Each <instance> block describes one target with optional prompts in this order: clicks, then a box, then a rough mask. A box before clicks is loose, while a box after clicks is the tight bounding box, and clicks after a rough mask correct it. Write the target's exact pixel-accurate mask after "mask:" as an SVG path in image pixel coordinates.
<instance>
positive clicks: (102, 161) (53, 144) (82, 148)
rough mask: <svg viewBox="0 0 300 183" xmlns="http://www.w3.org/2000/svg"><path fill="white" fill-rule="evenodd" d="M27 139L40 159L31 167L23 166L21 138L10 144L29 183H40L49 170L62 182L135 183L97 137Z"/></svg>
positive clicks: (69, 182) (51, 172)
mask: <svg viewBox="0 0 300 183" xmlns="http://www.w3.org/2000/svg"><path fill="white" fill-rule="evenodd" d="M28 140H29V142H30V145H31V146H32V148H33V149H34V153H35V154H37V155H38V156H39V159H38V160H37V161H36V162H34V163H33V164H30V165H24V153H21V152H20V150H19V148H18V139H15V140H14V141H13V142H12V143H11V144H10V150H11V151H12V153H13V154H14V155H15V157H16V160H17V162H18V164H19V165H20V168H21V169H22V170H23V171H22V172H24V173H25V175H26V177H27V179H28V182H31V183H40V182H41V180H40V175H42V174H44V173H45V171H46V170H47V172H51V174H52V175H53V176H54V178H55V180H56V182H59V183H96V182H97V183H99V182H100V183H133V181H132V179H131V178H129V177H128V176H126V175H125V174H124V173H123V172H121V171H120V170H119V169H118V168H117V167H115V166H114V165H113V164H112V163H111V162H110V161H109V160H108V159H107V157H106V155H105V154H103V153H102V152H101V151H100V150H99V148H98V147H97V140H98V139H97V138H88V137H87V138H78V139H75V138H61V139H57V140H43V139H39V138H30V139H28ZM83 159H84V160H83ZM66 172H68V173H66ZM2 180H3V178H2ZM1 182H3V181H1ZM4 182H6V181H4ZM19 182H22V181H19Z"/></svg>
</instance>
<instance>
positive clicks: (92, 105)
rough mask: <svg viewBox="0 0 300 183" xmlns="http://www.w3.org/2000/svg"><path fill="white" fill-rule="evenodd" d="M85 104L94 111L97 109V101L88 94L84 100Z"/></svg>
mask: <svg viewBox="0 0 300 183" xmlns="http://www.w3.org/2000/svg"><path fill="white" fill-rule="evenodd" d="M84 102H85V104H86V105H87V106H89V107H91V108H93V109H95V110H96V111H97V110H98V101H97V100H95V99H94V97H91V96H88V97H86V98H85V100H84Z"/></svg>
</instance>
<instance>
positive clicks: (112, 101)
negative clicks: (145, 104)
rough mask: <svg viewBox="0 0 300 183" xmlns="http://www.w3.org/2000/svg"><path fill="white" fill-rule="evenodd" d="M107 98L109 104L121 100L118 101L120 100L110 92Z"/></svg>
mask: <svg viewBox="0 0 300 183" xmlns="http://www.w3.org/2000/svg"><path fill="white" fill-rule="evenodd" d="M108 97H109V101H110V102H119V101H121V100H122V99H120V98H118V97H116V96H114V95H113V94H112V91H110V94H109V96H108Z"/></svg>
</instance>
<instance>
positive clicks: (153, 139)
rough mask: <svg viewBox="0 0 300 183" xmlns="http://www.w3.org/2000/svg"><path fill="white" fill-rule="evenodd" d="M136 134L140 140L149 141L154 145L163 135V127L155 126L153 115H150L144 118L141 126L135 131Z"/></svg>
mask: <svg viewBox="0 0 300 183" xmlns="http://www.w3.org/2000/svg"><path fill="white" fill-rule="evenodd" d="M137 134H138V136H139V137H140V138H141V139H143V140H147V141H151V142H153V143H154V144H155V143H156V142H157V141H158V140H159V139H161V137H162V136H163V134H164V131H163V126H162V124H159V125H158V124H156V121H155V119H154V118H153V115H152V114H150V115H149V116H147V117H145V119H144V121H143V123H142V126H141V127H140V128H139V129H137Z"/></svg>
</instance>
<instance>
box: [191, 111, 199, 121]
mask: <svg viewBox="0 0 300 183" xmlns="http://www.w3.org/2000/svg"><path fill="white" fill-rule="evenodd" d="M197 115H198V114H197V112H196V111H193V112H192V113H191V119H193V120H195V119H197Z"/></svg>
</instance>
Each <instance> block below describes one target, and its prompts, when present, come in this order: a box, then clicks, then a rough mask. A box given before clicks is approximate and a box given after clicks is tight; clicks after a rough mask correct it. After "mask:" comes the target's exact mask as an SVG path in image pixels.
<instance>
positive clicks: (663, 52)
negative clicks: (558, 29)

| YOUR INSTRUCTIONS |
Every line in the material must be repeated verbatim.

| REPLY TO THE TASK |
Each <instance> block describes one target with optional prompts in this order: clicks, then a box, then a rough mask. A box before clicks is loose, while a box after clicks is the tight bounding box, and clicks after a rough mask correct it. Write the target's exact pixel-accurate mask after "mask:" as an SVG path in image pixel coordinates.
<instance>
positive clicks: (102, 161) (53, 144) (82, 148)
rough mask: <svg viewBox="0 0 300 183" xmlns="http://www.w3.org/2000/svg"><path fill="white" fill-rule="evenodd" d="M27 139L40 159L31 167L23 166L21 138L10 144L29 183H40L49 170L62 182L135 183L97 137Z"/></svg>
positive clicks: (69, 182) (51, 172)
mask: <svg viewBox="0 0 300 183" xmlns="http://www.w3.org/2000/svg"><path fill="white" fill-rule="evenodd" d="M28 140H29V142H30V145H31V146H32V148H33V149H34V153H35V154H37V155H38V156H39V159H38V160H37V161H36V162H34V163H33V164H30V165H24V153H21V152H20V150H19V148H18V139H15V140H14V141H13V142H12V143H11V144H10V150H11V151H12V153H13V154H14V155H15V157H16V160H17V162H18V164H19V165H20V168H21V169H22V170H23V171H22V172H24V173H25V175H26V177H27V179H28V182H31V183H40V182H41V180H40V175H42V174H44V173H45V171H46V170H47V172H51V174H52V175H53V176H54V178H55V180H56V182H59V183H96V182H97V183H99V182H100V183H133V181H132V179H131V178H129V177H128V176H126V175H125V174H124V173H123V172H121V171H120V170H119V169H118V168H117V167H115V166H114V165H113V164H112V163H111V162H110V161H109V160H108V159H107V157H106V155H105V154H103V153H102V152H101V151H100V150H99V148H98V147H97V140H98V139H97V138H88V137H87V138H78V139H75V138H61V139H57V140H43V139H39V138H30V139H28ZM83 159H84V160H83ZM66 172H68V173H66ZM2 180H3V178H2ZM1 182H3V181H1ZM4 182H6V181H4ZM19 182H22V181H19Z"/></svg>
</instance>
<instance>
positive clicks: (92, 105)
rough mask: <svg viewBox="0 0 300 183" xmlns="http://www.w3.org/2000/svg"><path fill="white" fill-rule="evenodd" d="M85 104L94 111L97 109V101L88 94L84 100Z"/></svg>
mask: <svg viewBox="0 0 300 183" xmlns="http://www.w3.org/2000/svg"><path fill="white" fill-rule="evenodd" d="M84 102H85V104H86V105H87V106H89V107H91V108H93V109H95V110H96V111H97V110H98V101H97V100H95V99H94V97H91V96H88V97H86V98H85V100H84Z"/></svg>
</instance>
<instance>
positive clicks: (112, 101)
negative clicks: (145, 104)
rough mask: <svg viewBox="0 0 300 183" xmlns="http://www.w3.org/2000/svg"><path fill="white" fill-rule="evenodd" d="M107 98L109 104L121 100L118 101L120 100L110 92Z"/></svg>
mask: <svg viewBox="0 0 300 183" xmlns="http://www.w3.org/2000/svg"><path fill="white" fill-rule="evenodd" d="M108 97H109V101H110V102H119V101H121V100H122V99H120V98H118V97H116V96H114V95H113V94H112V91H110V94H109V96H108Z"/></svg>
</instance>
<instance>
positive clicks: (153, 139)
rough mask: <svg viewBox="0 0 300 183" xmlns="http://www.w3.org/2000/svg"><path fill="white" fill-rule="evenodd" d="M136 134L140 140L149 141L154 145L163 135V127L155 126L153 115H150L144 118L141 126L135 131Z"/></svg>
mask: <svg viewBox="0 0 300 183" xmlns="http://www.w3.org/2000/svg"><path fill="white" fill-rule="evenodd" d="M137 134H138V136H139V137H140V138H141V139H143V140H147V141H151V142H153V143H154V144H155V143H156V142H157V141H158V140H159V139H161V137H162V136H163V134H164V131H163V126H162V124H159V125H158V124H156V121H155V119H154V118H153V115H152V114H150V115H149V116H147V117H145V119H144V121H143V123H142V126H141V127H140V128H139V129H137Z"/></svg>
</instance>
<instance>
box: [191, 111, 199, 121]
mask: <svg viewBox="0 0 300 183" xmlns="http://www.w3.org/2000/svg"><path fill="white" fill-rule="evenodd" d="M197 115H198V114H197V112H196V111H193V112H192V113H191V119H193V120H195V119H197Z"/></svg>
</instance>
Each <instance> block below describes one target, and its prompts, when present, come in this order: a box, then clicks, then a rough mask. A box given before clicks is approximate and a box given after clicks is tight; clicks after a rough mask correct it. After "mask:" comes the target's exact mask as an SVG path in image pixels.
<instance>
positive clicks: (663, 52)
negative clicks: (558, 29)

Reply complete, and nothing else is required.